- Dataset records -
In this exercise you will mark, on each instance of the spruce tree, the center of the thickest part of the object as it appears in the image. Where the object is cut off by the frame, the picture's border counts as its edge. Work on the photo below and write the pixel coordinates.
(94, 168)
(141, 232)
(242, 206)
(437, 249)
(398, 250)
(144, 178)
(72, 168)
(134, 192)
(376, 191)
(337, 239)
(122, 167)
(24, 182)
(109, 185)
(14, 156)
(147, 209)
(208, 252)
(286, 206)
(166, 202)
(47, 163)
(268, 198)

- The task -
Lay out every line of the records above as a Markdown table with the columns Row and Line, numbering each row and leaving out any blank lines.

- Solution to this task -
| Row | Line |
|---|---|
| 1 | In this exercise you will mark, on each instance of the spruce tree, the center of the thickest part of the object as it appears in the image. Where the object is cut off by the frame, the picture's border counts as its edge. Work on the photo below and write the pixel coordinates. |
| 2 | (94, 168) |
| 3 | (141, 232) |
| 4 | (242, 206) |
| 5 | (437, 249) |
| 6 | (398, 250) |
| 7 | (144, 178) |
| 8 | (72, 168) |
| 9 | (134, 192) |
| 10 | (376, 191) |
| 11 | (337, 239) |
| 12 | (122, 167) |
| 13 | (24, 182) |
| 14 | (109, 185) |
| 15 | (14, 156) |
| 16 | (147, 209) |
| 17 | (208, 252) |
| 18 | (286, 206) |
| 19 | (166, 202) |
| 20 | (47, 163) |
| 21 | (268, 198) |